- [PARTES DO EXERCÍCIO]
[1] No texto sobre a expressão Fiat justitia ruat caelum, reescreva de forma mais curta o parágrafo que começa com "Mesmo que seja possível relacioná-la", mantendo os fatos principais.
[2] Prossiga com o texto sobre a expressão Fiat justitia ruat caelum a partir do ponto em que ele termina.

- [TEXTO FORNECIDO]
******
Fiat justitia ruat caelum, a expressão latina que significa “seja feita justiça, ainda que os céus caiam”.
Mesmo que seja possível relacioná-la à antiguidade, atribuindo-a a Lucius Calpurnius Piso Caesoninus (43 a.C.), seu uso é relativamente moderno, retrocedendo ao século XVIII, merecendo até citação de David Hume, apesar deste autor considerar a justiça um artifício que pode vir a ser contrário ao interesse público.
O seu significado é bastante claro: a justiça deve prevalecer acima de quaisquer consequências.
Essa frase é sempre oportuna de ser lembrada no Brasil, um país que vive de escândalos abafados e intrigas palacianas, mas sua reflexão se torna urgente quando a turma do status quo decide dizer que não é o momento de afastar um presidente pego em gravação constrangedora em que se conjuram esquemas de corrupção.
O mesmo argumento foi usado com relação à presidente anterior, vítima de impeachment, e tem sido gasto à exaustão como um dos elementos a justificar a liberdade de um ex-presidente, réu em ações criminais em andamento.
Também com relação às empresas envolvidas nos escândalos de corrupção, argumenta-se que elas não podem sofrer toda a pressão da lei, considerando a economia e os empregos que geram.
******
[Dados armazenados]
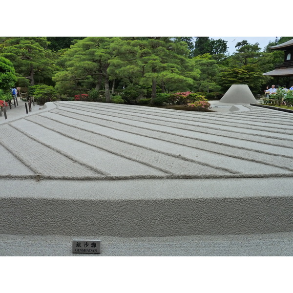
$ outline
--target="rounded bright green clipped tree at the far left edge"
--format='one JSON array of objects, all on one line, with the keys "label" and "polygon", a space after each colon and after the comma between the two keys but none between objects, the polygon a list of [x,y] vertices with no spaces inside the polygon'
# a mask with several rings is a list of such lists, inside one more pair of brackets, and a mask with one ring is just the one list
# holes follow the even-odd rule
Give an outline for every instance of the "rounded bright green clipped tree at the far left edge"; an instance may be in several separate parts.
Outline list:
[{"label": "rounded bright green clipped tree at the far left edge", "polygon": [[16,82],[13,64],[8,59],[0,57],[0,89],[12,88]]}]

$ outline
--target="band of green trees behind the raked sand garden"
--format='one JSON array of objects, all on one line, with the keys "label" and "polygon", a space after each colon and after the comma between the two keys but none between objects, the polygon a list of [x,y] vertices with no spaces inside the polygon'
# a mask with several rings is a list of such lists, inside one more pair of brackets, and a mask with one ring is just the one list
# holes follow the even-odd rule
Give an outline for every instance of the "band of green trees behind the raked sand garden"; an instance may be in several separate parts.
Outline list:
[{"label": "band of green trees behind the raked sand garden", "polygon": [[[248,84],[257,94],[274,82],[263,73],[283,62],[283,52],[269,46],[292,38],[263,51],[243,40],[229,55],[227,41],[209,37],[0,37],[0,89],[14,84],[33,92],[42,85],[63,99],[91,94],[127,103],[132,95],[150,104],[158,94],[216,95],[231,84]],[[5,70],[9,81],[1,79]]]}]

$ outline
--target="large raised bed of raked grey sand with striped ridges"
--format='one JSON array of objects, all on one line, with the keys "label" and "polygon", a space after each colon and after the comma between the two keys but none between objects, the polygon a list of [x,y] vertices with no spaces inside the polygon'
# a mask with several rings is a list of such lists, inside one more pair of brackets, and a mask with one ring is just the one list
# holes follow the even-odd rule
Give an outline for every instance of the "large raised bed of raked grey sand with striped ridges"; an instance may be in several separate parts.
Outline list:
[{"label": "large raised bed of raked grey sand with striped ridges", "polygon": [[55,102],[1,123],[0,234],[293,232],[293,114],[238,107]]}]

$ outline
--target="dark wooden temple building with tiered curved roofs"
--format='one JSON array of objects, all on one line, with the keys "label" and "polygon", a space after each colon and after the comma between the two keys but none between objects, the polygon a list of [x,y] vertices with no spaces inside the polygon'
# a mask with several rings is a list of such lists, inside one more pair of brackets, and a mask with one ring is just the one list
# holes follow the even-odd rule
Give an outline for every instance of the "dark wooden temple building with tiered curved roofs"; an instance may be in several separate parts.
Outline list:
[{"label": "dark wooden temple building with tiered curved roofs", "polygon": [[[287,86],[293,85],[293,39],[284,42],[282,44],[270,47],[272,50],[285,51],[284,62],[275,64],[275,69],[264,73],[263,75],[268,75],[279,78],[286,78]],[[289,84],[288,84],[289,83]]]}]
******
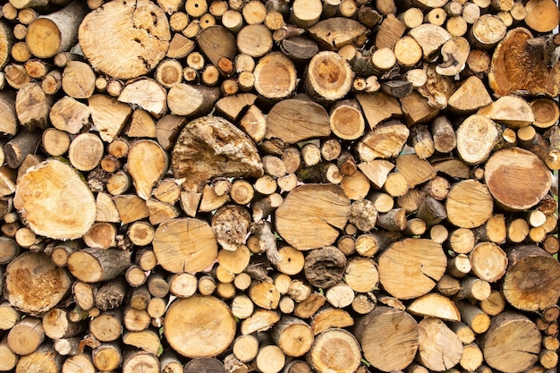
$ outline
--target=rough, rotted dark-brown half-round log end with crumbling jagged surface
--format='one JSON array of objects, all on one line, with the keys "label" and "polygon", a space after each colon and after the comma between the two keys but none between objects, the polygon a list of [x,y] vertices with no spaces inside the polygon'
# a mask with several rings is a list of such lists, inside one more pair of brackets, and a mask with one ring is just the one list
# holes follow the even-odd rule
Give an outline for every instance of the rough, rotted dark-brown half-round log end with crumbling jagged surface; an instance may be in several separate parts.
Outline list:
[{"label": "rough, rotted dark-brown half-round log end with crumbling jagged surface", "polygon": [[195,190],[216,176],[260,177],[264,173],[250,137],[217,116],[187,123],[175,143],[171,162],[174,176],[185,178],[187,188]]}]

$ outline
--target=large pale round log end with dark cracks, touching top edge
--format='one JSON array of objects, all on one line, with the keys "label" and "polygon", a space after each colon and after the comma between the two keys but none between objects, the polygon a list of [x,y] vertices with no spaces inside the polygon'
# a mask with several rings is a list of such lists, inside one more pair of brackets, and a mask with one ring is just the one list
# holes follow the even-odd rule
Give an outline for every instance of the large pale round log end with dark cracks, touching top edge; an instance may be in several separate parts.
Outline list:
******
- [LISTA DE RESPOSTAS]
[1] A expressão pode ser ligada à Antiguidade e atribuída a Lucius Calpurnius Piso Caesoninus (43 a.C.). Mesmo assim, seu uso é relativamente moderno e vem do século XVIII. David Hume chegou a citá-la, embora visse a justiça como um artifício que pode contrariar o interesse público.

[2]
O fato todo ainda é bem recente. Ontem, 17 de maio e 2017, era divulgada gravações envolvendo o atual presidente e um senador da República. Hoje, o mercado brasileiro derrete: a Bolsa de Valores sofreu um circuit breaker, dólar dispara.
O argumento de que é péssimo para a economia do país que os políticos envolvidos sofram a sanção da Justiça ganha força. Será?
É verdade que o país passará por uma situação de abalo. Há indícios pungentes de que os grandes partidos políticos estão envolvidos em casos de corrupção, grandes figuras da República estão tendo seus atos sórdidos revelados ao público. Executivo e Legislativo comprometidos, e não parou por aí. Outras instituições correm risco.
Para manter a estabilidade do país devemos fechar os olhos à corrupção e permitir a impunidade?
Sem pensar, o raciocínio parece coerente. Uma urgência temporária. Mas e se pensarmos a respeito?
Chegamos onde chegamos após décadas de corrupção e dilapidação do patrimônio público, ou melhor, do dinheiro do contribuinte, já que é de onde vem a renda do Estado.
Agora, a melhor proposta para o povo, aquele que banca o cabaré e só é chamado para limpar o chão depois das festas, é manter as coisas como estão. Aceitar a corrupção das altas esferas como um elemento ínsito à brasilidade.
Exemplificando, é como se tivéssemos uma árvore podre por dentro em frente à nossa casa. Alta, robusta, mas podre e tendente a cair a qualquer momento. Em vez de cortá-la, os cupins aparecem e sugerem que somente podemos alguns galhos, aqueles mais próximos ao chão.
Ora, essa árvore cairá em algum ponto, estrondosamente. Esmagará nossa casa, talvez mate a nós, nossos filhos, nossos parentes.
Ainda, é o marido, ou a esposa, traído que pega o traidor no ato, mas ouve dele a proposta de manter o casamento, afinal, seria economicamente incômodo para ambos ter que resolver a questão patrimonial.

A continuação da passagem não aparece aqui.